◆ **Work order A**
Can you rewrite the text on ATP-driven transport between "Specifically, we investigated" and "physics remained elusive.", inclusive, with "nearly 20 years" replaced by "about two decades"?
◆ **Work order B**
How would the text on ATP-driven transport without motor proteins go on? Continue it from its last sentence.

◆ **Selected extract**
━━━━━━━━━━

A diffusiophoretic mechanism for ATP-driven transport without motor proteins
Cells must ensure that molecular cargoes are delivered in a timely manner to their intended destinations in order to perform their biological functions. To do so, cells employ sophisticated transport mechanisms that are usually based on specific interactions, where energy-consuming motor proteins convey cargo to its destination. In a joint effort between experiment and theory, we have uncovered an additional mode of transport driven by pattern-forming reaction-diffusion systems. We demonstrated that ATP-driven protein patterns can induce diffusiophoresis of other, completely unrelated biomolecules by a genuinely nonequilibrium coupling. Our findings indicate a rudimentary and purely physical transport process so far not described in biological systems, which does not rely on specific interactions and is therefore robust against mutations.
Specifically, we investigated the E. coli MinDE reaction-diffusion system, a model for self-organized pattern formation that has been studied in depth for nearly 20 years. It has been widely believed that the sole purpose of the oscillations generated by MinDE in the cell is the positioning of the FtsZ inhibitor MinC at the cell poles, constraining FtsZ to midcell. While recent experiments have shown that the MinDE system can also regulate other unrelated membrane-bound proteins by non-specific means, the broader biological implications, and more importantly, the underlying physics remained elusive.

━━━━━━━━━━

◆ **Provided information**
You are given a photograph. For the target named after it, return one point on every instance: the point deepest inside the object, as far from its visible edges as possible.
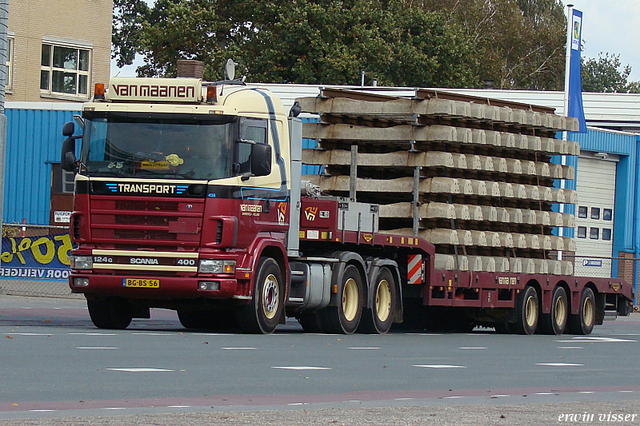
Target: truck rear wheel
(583, 322)
(379, 318)
(527, 311)
(112, 313)
(345, 317)
(555, 321)
(265, 310)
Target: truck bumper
(155, 287)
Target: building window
(64, 70)
(9, 63)
(582, 212)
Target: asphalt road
(56, 368)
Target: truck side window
(252, 130)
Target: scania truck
(189, 196)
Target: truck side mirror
(68, 129)
(261, 159)
(68, 158)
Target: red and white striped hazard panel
(414, 270)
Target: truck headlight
(81, 262)
(217, 266)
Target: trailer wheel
(113, 313)
(583, 322)
(345, 317)
(555, 321)
(263, 313)
(527, 311)
(379, 318)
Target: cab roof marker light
(98, 91)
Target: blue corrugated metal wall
(625, 146)
(34, 140)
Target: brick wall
(82, 21)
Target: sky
(609, 26)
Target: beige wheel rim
(531, 311)
(560, 311)
(270, 296)
(350, 299)
(383, 301)
(587, 312)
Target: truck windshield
(152, 146)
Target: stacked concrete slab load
(471, 175)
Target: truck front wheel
(265, 310)
(527, 311)
(112, 313)
(345, 317)
(379, 318)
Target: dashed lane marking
(438, 366)
(141, 370)
(301, 367)
(558, 364)
(97, 348)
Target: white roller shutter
(596, 185)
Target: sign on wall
(36, 258)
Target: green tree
(606, 74)
(521, 42)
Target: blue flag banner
(575, 108)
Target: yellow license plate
(142, 283)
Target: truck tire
(583, 322)
(379, 318)
(527, 309)
(345, 318)
(555, 321)
(265, 310)
(112, 313)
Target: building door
(596, 186)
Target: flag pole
(563, 158)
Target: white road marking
(94, 334)
(30, 334)
(302, 367)
(558, 364)
(140, 370)
(585, 339)
(97, 347)
(239, 349)
(438, 366)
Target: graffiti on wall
(36, 258)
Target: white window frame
(80, 74)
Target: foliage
(436, 43)
(606, 75)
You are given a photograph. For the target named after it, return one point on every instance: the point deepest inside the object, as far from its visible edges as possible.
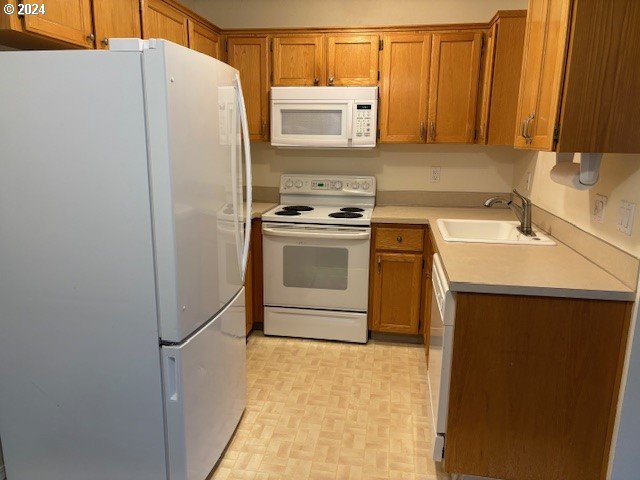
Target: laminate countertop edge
(549, 271)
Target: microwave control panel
(364, 123)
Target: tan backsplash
(464, 168)
(311, 13)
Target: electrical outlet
(435, 174)
(625, 216)
(598, 208)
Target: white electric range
(316, 257)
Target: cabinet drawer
(407, 239)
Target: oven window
(311, 122)
(320, 268)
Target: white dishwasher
(443, 312)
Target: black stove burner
(298, 208)
(288, 213)
(345, 215)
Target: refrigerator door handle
(249, 198)
(172, 388)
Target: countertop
(556, 271)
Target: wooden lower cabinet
(397, 286)
(534, 386)
(253, 278)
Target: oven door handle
(333, 235)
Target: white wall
(465, 168)
(339, 13)
(620, 179)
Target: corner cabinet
(160, 19)
(501, 68)
(116, 20)
(204, 39)
(398, 272)
(581, 66)
(352, 60)
(404, 87)
(250, 56)
(298, 60)
(453, 87)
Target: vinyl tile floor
(326, 410)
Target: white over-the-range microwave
(324, 117)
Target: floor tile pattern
(327, 410)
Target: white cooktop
(329, 200)
(320, 215)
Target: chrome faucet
(522, 211)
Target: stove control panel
(328, 185)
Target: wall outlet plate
(625, 217)
(435, 174)
(598, 208)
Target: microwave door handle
(351, 113)
(328, 235)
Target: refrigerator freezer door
(205, 392)
(191, 122)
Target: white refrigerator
(123, 245)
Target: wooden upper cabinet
(502, 64)
(600, 110)
(397, 289)
(542, 73)
(162, 20)
(204, 39)
(298, 60)
(352, 60)
(249, 55)
(485, 87)
(116, 19)
(453, 87)
(404, 87)
(65, 20)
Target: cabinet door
(352, 60)
(485, 86)
(249, 55)
(453, 87)
(116, 19)
(404, 88)
(397, 292)
(542, 73)
(65, 20)
(161, 20)
(298, 61)
(203, 39)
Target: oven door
(311, 266)
(310, 123)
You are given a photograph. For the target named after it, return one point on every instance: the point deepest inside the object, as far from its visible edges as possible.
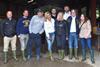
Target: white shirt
(73, 25)
(36, 25)
(66, 15)
(49, 27)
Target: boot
(14, 55)
(62, 54)
(83, 55)
(92, 56)
(5, 57)
(59, 51)
(23, 55)
(75, 52)
(70, 53)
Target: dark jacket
(69, 21)
(61, 27)
(23, 26)
(9, 28)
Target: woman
(85, 37)
(49, 27)
(60, 28)
(53, 13)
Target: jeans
(61, 41)
(50, 41)
(7, 41)
(73, 40)
(37, 42)
(86, 42)
(23, 40)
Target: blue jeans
(50, 41)
(86, 42)
(37, 42)
(61, 41)
(73, 40)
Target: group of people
(59, 26)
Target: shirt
(49, 27)
(66, 15)
(73, 25)
(36, 25)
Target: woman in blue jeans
(85, 37)
(49, 27)
(60, 28)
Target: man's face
(9, 14)
(26, 13)
(53, 11)
(40, 14)
(66, 8)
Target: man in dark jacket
(73, 29)
(9, 33)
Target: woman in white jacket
(49, 27)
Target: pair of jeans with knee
(73, 40)
(86, 42)
(36, 38)
(23, 41)
(50, 41)
(8, 41)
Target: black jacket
(9, 28)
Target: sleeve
(30, 25)
(89, 27)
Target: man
(35, 29)
(9, 33)
(73, 28)
(67, 12)
(23, 31)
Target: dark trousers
(61, 41)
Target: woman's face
(53, 11)
(82, 17)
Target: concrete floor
(42, 63)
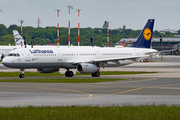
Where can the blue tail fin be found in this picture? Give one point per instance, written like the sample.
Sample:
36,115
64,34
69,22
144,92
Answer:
144,39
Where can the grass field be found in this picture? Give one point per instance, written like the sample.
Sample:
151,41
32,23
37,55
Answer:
62,80
146,112
32,74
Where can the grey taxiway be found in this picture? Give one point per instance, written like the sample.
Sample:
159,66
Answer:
140,89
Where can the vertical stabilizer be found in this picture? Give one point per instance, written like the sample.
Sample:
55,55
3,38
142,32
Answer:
18,38
144,39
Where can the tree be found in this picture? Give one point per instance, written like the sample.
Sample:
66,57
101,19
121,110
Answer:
11,28
3,30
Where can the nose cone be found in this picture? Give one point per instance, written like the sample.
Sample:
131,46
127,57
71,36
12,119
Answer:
7,62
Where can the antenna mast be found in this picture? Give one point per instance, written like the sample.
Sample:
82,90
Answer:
21,31
70,7
57,26
78,25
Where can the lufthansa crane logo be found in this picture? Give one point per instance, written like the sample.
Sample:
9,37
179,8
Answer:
147,34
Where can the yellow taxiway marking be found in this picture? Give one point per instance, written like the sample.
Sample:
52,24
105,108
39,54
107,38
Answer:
135,90
89,95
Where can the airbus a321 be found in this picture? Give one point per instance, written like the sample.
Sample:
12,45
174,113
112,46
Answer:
83,59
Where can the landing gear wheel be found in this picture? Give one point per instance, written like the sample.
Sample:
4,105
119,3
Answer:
21,75
96,74
69,74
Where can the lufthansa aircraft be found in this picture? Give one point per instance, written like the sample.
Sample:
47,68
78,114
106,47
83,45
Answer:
19,41
83,59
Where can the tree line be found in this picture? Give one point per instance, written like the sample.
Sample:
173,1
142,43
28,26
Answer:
48,35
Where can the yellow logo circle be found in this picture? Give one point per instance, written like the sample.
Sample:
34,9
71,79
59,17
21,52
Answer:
147,34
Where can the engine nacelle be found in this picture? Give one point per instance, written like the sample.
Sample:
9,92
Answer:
87,68
47,70
2,56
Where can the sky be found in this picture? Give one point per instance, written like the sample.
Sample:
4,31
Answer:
131,13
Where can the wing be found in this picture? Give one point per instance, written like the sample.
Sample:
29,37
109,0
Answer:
133,58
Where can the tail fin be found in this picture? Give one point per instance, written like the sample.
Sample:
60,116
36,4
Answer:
144,39
18,38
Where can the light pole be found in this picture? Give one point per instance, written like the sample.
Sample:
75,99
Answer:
161,46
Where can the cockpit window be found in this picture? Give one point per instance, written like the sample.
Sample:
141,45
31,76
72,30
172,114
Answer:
14,54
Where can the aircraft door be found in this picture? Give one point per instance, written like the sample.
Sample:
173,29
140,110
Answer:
98,55
27,54
59,55
136,52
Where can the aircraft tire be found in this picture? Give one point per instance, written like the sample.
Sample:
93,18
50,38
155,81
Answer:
21,75
96,74
69,74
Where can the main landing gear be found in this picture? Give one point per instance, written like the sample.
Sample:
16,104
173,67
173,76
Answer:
22,73
69,73
96,74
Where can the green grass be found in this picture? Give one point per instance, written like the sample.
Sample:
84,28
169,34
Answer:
33,74
145,112
62,80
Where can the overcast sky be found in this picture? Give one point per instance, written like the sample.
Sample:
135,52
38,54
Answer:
132,13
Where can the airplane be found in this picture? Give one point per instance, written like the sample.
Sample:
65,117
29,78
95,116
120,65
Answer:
83,59
19,41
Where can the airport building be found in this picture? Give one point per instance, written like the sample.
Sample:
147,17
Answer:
168,43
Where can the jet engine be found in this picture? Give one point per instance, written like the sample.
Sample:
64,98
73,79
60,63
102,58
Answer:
47,70
2,56
87,68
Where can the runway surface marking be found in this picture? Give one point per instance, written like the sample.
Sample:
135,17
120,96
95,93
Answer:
136,89
129,81
90,96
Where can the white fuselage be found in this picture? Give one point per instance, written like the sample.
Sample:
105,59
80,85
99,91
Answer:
66,57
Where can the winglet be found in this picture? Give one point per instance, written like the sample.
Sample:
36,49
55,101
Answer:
18,38
144,39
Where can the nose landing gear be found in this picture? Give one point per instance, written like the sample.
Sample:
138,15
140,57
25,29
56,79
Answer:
22,73
96,74
69,73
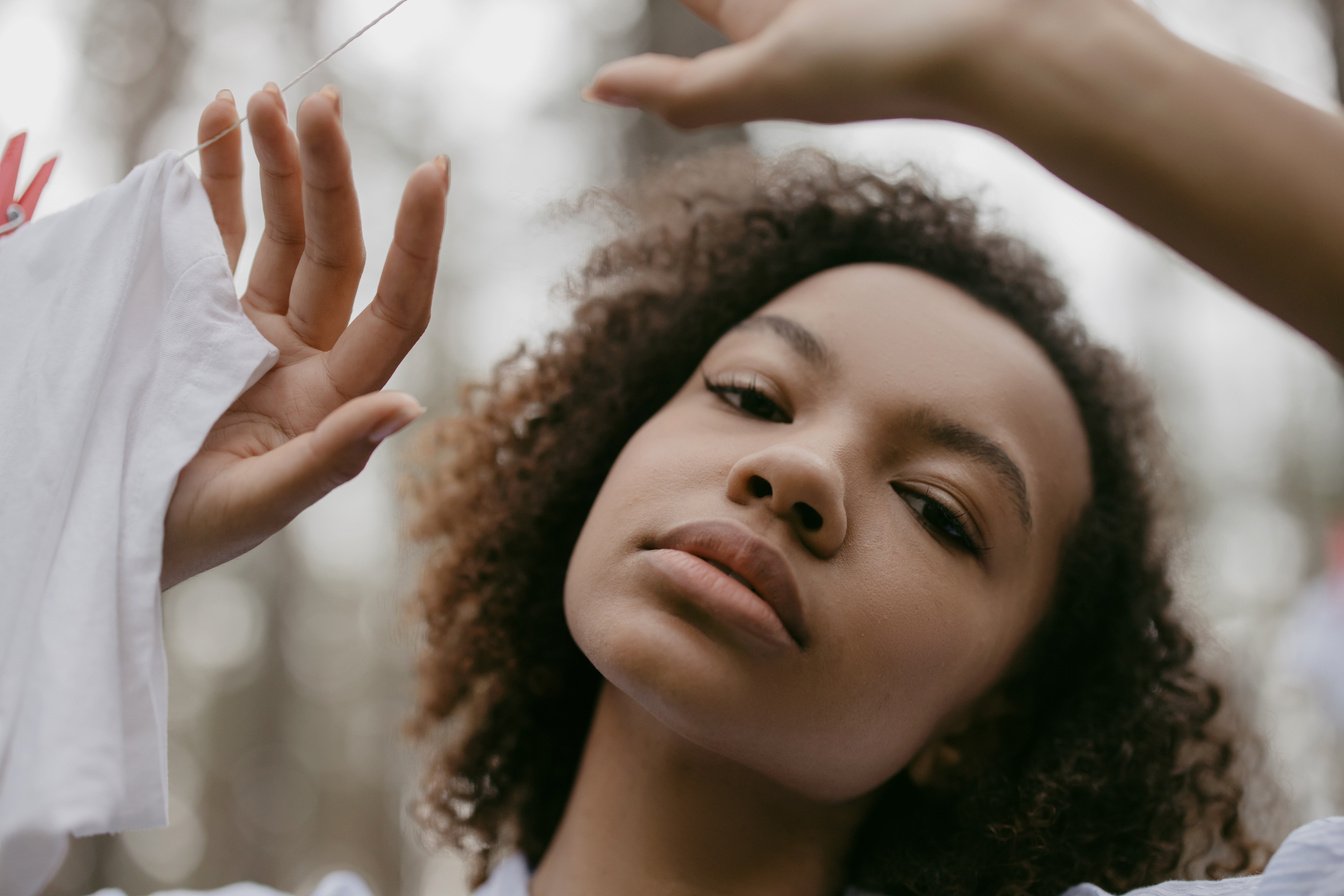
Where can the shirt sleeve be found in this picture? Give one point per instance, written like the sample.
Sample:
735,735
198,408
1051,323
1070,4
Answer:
1311,863
121,341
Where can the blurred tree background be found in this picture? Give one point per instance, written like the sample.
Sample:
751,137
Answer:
290,669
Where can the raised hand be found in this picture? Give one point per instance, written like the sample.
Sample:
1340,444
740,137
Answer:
825,61
312,422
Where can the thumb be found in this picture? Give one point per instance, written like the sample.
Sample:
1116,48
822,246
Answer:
285,481
726,85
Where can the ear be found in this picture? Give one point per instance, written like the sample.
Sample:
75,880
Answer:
964,744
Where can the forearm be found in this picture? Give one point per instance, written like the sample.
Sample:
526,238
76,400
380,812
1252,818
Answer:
1241,179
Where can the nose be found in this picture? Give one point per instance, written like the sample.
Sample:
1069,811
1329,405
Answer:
799,486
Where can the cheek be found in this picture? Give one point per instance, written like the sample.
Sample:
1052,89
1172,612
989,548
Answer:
915,644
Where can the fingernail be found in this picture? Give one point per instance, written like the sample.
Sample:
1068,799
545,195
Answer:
273,89
395,425
608,98
333,94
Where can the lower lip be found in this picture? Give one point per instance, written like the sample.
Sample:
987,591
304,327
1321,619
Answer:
722,595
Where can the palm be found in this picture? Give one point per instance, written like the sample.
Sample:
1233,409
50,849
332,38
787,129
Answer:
311,422
825,61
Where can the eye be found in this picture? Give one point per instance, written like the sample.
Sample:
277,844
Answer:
747,396
942,520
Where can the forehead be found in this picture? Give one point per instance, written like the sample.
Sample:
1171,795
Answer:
897,339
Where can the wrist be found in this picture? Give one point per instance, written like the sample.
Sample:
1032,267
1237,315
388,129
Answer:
1036,65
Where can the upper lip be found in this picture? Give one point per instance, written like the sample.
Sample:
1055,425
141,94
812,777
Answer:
751,559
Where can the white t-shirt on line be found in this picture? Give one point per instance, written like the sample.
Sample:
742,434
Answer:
121,341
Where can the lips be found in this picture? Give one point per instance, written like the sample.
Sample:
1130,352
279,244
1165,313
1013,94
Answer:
749,559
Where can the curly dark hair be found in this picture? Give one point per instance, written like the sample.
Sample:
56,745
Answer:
1109,767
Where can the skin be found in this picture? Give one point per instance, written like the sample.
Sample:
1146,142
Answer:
719,766
710,766
313,421
1239,177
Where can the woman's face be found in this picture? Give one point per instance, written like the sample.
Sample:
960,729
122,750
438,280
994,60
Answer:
875,449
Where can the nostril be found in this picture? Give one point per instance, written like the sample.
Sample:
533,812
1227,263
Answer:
811,519
760,488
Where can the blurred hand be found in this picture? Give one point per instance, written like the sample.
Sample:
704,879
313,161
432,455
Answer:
825,61
315,419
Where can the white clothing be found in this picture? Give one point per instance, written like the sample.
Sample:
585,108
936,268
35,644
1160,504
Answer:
121,341
1311,863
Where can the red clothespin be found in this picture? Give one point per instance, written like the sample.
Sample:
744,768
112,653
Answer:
19,211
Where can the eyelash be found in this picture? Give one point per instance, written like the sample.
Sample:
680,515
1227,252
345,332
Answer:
742,394
948,521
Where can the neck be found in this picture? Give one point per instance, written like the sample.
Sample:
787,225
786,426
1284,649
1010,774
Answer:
653,814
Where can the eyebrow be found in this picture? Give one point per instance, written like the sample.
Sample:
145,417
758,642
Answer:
961,439
941,430
799,337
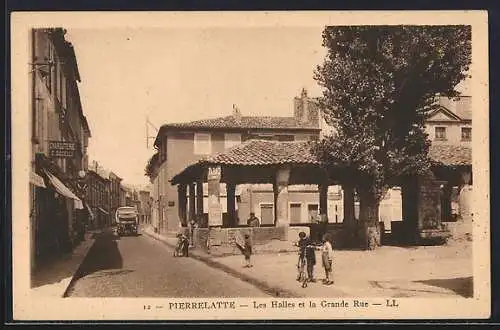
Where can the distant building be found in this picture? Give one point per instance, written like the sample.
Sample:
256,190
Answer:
115,194
183,143
59,134
451,123
180,145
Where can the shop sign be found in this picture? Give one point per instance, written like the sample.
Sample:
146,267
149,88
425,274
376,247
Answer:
62,149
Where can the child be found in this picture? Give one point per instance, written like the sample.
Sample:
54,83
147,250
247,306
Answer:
307,255
182,248
247,251
327,258
302,243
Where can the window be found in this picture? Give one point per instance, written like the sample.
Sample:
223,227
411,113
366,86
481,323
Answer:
295,212
466,133
312,212
440,133
202,144
266,214
231,139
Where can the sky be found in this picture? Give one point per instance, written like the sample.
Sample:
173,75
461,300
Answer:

━━━━━━━━━━

◆ **Reply A**
Specifically, we investigated the E. coli MinDE reaction-diffusion system, a model for self-organized pattern formation that has been studied in depth for about two decades. It has been widely believed that the sole purpose of the oscillations generated by MinDE in the cell is the positioning of the FtsZ inhibitor MinC at the cell poles, constraining FtsZ to midcell. While recent experiments have shown that the MinDE system can also regulate other unrelated membrane-bound proteins by non-specific means, the broader biological implications, and more importantly, the underlying physics remained elusive.

◆ **Reply B**
To close this gap and explain how MinDE patterns may induce active transport of biomolecules, we set up a highly controllable in vitro platform. In collaboration with the Lab of Petra Schwille, we reconstituted MinDE pattern formation on artificial membranes and generated a modular synthetic cargo: a DNA-origami scaffold with multiple streptavidin building blocks. Using these nanostructures, we demonstrated that transport depends on the effective size of the cargo (while also working for small molecules like individual streptavidin) and, intriguingly, that MinDE can even sort molecules according to size. These highly controllable experiments allowed us to determine the underlying transport mechanism by means of a theoretical analysis, where we tested the predictions of multiple candidate mechanisms either based on thermal equilibrium effects or genuine non-equilibrium dynamics. We found that the experiments can only be explained by diffusiophoresis, driven by non-equilibrium currents of ATP-consuming active proteins. Such non-equilibrium currents naturally occur in pattern-forming systems in the form of reactive currents that build up gradients and diffusive currents. In our case, diffusive currents on the membrane couple to the cargo via an effective mesoscopic friction, thus driving diffusiophoretic transport.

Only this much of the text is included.